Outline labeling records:
────────────────────
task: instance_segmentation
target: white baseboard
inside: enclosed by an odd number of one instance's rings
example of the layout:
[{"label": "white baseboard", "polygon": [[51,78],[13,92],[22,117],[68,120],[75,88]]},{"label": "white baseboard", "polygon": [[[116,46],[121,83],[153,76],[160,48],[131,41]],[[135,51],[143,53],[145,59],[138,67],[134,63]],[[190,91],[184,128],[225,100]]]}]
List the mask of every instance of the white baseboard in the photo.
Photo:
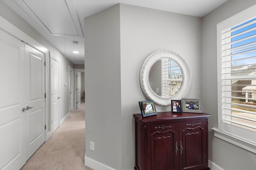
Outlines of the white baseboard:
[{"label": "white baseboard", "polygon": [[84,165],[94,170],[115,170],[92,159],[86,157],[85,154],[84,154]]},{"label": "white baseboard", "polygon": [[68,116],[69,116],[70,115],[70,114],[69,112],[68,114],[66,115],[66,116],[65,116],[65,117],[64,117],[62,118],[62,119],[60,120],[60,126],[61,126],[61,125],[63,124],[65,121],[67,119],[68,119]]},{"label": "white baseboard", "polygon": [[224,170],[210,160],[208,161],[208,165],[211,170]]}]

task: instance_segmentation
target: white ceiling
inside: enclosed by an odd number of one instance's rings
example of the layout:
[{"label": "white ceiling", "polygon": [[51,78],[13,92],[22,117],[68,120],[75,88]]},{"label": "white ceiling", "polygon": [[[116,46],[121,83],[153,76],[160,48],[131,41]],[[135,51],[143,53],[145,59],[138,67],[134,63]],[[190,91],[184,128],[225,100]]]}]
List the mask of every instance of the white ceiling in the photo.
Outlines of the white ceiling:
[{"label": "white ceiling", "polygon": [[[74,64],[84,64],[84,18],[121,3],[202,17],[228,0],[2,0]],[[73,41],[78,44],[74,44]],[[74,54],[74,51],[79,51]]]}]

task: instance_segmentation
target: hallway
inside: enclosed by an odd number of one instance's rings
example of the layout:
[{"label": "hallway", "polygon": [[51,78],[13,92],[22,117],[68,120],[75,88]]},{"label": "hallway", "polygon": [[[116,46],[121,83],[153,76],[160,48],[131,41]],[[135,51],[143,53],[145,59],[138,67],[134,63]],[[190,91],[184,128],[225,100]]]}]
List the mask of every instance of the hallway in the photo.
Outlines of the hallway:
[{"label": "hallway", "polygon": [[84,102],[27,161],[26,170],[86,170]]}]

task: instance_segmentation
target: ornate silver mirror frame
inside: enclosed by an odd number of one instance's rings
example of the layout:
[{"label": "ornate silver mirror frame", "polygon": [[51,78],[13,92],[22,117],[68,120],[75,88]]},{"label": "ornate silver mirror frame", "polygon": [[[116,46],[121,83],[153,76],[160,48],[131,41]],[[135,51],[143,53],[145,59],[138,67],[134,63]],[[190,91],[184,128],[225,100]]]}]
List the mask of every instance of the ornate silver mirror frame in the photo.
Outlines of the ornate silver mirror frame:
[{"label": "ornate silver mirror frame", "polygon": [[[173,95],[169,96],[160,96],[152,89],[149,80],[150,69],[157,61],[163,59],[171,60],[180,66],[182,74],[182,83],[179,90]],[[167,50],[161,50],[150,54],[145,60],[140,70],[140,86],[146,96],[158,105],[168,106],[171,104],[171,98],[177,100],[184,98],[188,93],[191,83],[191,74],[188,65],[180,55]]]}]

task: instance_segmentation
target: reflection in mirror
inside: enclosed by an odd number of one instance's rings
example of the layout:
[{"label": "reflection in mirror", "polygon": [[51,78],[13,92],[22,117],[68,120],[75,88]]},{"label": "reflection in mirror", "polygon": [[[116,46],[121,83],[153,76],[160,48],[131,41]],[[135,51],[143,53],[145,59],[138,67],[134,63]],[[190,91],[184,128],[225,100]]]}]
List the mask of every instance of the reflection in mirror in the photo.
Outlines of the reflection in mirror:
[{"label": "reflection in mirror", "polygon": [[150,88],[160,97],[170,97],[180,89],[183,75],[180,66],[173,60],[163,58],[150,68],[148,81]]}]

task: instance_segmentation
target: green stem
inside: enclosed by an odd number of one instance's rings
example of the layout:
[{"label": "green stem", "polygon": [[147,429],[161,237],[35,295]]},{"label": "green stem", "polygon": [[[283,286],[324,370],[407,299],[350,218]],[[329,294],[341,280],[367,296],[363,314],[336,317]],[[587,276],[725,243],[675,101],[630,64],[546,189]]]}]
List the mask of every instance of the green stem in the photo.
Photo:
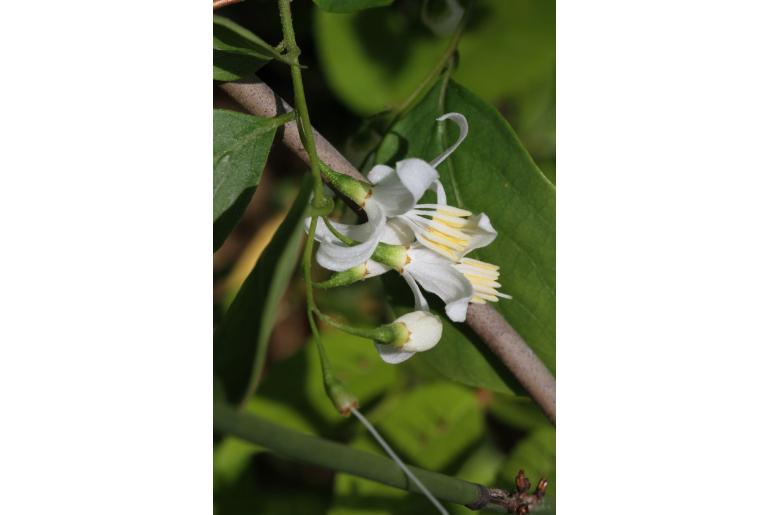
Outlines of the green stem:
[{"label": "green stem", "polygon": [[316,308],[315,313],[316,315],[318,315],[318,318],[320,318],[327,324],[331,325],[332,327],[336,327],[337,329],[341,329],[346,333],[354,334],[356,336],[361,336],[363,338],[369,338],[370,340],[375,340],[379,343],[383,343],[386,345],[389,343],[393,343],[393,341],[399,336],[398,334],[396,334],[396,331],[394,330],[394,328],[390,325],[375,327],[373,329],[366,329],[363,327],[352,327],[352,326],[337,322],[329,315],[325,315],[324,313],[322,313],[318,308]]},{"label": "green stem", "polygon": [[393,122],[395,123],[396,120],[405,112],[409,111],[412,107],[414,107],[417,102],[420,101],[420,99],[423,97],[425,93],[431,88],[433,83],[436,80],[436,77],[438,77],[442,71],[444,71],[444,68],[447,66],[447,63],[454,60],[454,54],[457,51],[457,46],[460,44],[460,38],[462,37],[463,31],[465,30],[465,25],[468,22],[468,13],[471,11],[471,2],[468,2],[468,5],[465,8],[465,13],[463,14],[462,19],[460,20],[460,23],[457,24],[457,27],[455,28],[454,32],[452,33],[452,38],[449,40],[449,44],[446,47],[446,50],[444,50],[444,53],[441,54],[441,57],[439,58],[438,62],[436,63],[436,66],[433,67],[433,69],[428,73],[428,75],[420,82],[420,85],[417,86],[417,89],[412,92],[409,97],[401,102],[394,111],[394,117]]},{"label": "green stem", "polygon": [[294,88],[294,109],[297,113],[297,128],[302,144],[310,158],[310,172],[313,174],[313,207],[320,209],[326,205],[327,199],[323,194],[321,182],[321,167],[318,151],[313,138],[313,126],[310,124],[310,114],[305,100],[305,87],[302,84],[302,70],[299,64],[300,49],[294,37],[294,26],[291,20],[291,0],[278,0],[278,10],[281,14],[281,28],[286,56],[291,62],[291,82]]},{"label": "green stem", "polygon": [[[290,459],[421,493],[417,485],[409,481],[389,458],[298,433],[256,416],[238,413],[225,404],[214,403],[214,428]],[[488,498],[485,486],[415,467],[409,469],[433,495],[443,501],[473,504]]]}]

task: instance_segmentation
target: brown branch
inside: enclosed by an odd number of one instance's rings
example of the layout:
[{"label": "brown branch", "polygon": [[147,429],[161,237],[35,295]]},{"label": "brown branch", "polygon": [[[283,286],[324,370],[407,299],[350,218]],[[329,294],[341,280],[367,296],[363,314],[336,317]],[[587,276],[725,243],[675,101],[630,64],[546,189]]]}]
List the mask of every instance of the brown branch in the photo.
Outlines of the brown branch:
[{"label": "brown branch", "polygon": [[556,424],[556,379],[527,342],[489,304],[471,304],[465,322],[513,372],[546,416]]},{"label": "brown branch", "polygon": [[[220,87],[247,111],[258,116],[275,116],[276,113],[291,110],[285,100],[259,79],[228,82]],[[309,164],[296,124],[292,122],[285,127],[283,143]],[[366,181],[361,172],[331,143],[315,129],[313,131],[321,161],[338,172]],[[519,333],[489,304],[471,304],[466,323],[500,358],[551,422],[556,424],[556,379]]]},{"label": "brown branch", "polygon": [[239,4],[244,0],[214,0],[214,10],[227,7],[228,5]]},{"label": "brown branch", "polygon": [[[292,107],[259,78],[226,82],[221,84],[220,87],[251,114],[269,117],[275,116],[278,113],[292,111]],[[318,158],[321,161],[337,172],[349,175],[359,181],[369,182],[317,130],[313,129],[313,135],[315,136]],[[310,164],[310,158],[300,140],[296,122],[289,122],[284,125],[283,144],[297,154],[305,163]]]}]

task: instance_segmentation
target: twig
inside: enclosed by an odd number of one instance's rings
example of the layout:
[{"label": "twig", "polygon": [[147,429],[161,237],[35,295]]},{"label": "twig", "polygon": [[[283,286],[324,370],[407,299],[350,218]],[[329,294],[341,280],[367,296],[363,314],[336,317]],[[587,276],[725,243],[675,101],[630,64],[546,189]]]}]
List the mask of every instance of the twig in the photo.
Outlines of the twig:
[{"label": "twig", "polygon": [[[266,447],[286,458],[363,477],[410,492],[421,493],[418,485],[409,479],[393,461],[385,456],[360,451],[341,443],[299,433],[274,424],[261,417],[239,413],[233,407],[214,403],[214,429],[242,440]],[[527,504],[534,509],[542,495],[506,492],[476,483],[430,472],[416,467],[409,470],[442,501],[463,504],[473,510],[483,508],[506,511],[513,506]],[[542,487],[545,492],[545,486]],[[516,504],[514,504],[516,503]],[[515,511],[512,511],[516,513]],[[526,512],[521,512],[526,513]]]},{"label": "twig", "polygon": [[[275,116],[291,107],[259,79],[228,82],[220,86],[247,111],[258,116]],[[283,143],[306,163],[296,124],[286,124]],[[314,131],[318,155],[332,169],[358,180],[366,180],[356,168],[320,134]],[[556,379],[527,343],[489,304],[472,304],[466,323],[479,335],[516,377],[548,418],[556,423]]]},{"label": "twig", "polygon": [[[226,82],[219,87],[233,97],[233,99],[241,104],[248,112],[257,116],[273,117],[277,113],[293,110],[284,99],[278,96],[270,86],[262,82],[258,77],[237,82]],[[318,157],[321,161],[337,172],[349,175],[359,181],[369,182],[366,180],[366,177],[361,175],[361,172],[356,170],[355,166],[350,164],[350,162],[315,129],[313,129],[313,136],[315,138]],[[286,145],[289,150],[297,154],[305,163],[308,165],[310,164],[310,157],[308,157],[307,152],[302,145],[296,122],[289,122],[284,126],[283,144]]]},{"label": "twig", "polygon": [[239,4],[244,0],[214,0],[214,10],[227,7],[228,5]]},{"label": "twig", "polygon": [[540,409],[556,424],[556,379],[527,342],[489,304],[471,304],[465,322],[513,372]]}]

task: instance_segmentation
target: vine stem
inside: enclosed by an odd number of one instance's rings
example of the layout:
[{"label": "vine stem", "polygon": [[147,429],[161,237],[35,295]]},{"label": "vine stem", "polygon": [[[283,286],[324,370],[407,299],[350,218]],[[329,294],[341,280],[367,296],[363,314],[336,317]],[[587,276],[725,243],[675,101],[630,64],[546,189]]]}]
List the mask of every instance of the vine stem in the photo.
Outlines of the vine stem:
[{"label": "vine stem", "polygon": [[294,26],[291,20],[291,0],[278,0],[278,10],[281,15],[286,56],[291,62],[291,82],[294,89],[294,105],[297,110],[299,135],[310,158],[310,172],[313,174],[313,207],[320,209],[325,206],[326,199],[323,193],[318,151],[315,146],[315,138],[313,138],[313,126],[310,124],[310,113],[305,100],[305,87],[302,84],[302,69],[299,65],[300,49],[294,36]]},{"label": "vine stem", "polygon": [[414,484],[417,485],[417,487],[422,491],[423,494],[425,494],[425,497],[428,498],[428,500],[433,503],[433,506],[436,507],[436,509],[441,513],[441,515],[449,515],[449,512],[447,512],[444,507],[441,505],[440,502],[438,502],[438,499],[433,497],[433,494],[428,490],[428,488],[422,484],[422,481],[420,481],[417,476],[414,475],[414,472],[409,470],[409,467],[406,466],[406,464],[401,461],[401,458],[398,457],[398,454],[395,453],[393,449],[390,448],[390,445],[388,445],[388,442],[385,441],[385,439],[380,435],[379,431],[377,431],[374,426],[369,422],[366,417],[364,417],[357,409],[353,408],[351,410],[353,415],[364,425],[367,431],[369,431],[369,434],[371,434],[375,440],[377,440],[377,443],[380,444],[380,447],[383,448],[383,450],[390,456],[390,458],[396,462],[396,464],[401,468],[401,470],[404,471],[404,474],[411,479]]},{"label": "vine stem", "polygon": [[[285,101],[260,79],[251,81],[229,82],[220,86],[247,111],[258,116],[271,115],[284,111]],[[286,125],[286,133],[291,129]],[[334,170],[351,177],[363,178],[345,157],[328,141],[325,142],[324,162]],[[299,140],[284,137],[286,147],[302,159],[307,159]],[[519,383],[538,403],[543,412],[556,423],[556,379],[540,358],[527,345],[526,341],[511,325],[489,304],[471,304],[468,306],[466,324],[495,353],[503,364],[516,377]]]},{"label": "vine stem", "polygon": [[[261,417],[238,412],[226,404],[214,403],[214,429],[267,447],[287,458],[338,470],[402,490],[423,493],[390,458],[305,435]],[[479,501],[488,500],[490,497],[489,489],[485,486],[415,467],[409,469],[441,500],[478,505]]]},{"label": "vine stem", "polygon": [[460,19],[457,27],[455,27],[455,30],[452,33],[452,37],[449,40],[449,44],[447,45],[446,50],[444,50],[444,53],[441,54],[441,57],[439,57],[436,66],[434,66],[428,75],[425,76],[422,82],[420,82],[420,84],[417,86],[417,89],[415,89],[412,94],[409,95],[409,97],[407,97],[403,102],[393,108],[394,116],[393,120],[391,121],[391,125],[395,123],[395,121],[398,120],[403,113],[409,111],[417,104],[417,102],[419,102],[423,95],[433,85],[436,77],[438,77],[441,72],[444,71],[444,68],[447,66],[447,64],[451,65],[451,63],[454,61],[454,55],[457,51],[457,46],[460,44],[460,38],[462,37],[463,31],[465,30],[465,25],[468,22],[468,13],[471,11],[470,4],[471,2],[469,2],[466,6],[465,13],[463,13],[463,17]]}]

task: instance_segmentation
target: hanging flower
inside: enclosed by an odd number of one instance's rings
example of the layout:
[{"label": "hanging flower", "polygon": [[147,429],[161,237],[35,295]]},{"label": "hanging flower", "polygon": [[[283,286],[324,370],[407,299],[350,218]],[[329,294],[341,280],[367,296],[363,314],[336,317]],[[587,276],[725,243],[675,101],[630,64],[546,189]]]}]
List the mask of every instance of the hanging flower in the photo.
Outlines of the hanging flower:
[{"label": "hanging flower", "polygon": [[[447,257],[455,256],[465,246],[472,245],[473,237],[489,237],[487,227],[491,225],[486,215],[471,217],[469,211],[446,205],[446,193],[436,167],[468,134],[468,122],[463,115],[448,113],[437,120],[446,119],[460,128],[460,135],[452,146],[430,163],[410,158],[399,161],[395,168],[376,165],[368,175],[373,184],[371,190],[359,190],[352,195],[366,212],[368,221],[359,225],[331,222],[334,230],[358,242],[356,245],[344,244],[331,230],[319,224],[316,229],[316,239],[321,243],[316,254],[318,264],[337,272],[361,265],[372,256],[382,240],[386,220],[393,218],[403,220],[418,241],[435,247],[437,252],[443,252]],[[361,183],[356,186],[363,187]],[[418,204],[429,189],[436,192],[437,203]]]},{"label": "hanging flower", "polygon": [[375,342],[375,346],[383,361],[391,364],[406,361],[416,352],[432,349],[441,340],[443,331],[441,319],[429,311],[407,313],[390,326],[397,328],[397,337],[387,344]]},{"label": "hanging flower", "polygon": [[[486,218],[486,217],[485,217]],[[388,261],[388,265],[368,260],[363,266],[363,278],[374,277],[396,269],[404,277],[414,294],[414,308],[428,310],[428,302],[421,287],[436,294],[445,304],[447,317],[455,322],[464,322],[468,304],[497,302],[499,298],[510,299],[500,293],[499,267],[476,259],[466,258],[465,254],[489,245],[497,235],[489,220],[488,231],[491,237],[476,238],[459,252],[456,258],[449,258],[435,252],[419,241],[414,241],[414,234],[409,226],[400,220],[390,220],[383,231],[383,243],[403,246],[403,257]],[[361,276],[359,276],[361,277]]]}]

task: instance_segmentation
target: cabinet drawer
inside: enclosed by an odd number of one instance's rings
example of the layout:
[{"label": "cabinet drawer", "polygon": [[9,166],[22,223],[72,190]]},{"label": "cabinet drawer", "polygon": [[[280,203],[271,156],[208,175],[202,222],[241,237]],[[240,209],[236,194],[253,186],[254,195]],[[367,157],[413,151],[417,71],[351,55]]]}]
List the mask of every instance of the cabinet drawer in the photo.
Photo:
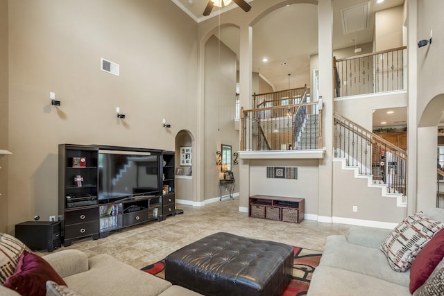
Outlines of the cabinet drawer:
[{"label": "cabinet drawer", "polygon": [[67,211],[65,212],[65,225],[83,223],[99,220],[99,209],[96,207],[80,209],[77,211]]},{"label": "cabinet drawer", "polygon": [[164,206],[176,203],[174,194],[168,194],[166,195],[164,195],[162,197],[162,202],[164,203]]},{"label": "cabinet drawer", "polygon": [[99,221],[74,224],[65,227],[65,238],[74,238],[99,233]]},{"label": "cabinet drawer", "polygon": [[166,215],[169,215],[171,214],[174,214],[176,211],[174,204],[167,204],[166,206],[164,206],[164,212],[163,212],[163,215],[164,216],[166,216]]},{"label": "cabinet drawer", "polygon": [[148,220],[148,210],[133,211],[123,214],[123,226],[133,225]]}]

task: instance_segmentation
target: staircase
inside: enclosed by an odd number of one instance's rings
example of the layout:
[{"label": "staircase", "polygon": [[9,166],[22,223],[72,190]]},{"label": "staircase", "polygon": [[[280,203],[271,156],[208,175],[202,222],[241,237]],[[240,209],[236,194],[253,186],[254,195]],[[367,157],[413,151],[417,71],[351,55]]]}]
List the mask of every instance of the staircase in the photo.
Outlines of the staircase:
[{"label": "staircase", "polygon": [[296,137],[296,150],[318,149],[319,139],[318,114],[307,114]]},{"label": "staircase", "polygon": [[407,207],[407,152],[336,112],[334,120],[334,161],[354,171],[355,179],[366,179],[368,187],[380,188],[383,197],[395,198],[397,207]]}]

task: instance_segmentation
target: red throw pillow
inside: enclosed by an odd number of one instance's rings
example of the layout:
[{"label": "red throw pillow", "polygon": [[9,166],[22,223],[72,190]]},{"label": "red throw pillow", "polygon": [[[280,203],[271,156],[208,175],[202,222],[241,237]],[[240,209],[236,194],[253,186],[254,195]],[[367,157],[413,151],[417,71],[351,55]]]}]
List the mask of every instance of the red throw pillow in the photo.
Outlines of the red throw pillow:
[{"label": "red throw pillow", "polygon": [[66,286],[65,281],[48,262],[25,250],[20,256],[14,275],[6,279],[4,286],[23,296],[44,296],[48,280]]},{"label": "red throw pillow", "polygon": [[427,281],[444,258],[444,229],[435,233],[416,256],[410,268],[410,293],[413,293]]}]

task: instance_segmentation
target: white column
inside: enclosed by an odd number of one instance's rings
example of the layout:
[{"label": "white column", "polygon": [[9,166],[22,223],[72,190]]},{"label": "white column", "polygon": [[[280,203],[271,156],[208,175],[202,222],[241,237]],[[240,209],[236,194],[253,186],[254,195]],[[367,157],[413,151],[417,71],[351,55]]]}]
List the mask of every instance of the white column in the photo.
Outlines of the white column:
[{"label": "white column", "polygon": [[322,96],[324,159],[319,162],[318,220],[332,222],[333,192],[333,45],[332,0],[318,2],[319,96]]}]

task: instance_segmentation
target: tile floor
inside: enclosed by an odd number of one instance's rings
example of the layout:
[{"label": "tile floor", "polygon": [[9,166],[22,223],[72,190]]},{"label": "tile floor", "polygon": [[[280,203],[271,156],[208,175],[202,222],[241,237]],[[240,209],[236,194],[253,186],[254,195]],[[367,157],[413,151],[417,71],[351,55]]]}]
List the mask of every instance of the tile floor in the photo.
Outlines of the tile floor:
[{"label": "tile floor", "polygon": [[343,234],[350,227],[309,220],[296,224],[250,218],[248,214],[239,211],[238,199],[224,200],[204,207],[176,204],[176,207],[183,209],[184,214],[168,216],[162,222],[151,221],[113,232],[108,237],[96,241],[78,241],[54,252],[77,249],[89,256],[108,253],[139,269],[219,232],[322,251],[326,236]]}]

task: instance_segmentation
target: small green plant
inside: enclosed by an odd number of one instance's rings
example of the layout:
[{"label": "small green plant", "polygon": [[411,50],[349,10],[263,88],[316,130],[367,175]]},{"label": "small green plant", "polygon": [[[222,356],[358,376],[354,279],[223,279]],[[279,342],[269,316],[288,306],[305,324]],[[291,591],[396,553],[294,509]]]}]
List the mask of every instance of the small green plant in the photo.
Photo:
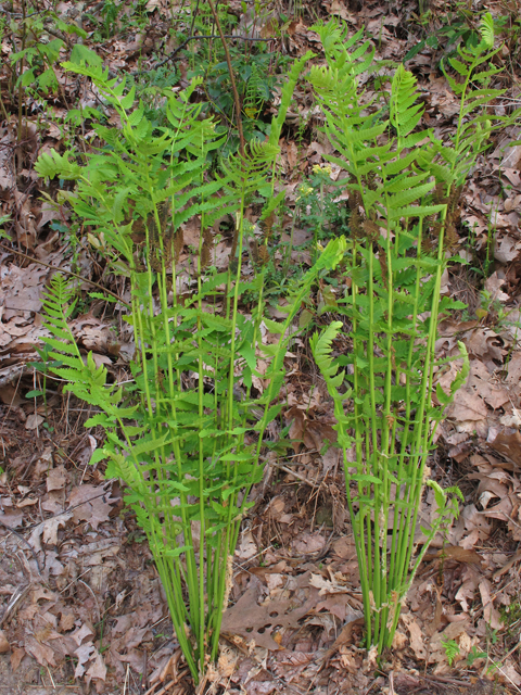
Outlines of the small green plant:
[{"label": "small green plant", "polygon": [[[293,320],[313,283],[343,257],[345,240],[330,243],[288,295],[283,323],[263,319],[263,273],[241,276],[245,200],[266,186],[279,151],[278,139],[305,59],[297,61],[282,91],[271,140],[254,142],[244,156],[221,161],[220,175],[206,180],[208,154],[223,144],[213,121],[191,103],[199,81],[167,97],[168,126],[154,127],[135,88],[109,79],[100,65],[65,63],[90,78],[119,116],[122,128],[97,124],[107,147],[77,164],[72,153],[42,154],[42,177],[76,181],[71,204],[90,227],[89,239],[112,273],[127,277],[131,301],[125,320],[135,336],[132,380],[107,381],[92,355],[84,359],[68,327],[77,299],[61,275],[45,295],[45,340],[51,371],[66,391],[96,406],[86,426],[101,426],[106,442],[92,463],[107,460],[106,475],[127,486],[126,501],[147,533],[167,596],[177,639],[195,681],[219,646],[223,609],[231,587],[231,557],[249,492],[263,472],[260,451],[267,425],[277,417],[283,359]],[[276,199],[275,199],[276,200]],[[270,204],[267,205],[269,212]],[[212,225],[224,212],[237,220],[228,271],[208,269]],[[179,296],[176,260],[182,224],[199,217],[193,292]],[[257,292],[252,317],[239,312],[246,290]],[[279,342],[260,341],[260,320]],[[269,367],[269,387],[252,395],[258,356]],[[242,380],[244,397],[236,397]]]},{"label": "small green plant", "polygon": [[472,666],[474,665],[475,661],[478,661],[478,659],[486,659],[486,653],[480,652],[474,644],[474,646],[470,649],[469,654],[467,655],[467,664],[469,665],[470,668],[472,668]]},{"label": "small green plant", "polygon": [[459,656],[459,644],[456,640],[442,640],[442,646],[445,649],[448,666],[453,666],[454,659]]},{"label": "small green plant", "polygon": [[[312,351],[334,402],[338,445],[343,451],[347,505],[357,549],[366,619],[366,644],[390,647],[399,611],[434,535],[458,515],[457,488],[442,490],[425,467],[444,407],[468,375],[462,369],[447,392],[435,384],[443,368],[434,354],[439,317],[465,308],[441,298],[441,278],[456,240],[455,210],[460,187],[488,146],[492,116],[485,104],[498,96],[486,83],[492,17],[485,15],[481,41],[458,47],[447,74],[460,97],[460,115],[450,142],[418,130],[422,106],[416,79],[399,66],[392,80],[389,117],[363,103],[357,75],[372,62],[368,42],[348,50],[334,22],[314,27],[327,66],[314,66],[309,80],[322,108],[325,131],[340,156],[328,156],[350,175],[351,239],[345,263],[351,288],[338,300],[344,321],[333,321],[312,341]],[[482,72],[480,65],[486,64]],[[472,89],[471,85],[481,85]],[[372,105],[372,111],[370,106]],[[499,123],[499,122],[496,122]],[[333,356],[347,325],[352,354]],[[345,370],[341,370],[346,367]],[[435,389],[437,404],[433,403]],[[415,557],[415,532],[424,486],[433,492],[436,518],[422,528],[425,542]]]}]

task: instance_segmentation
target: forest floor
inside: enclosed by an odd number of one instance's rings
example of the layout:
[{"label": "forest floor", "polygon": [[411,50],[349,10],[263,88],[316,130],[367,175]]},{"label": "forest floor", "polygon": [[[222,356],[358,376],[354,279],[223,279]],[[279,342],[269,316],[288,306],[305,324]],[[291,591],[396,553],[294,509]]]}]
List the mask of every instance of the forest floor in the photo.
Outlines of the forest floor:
────────────────────
• **Problem to solve**
Count the lines of the records that contain the string "baseboard", with case counting. Give only the number.

• **Answer for this exercise**
5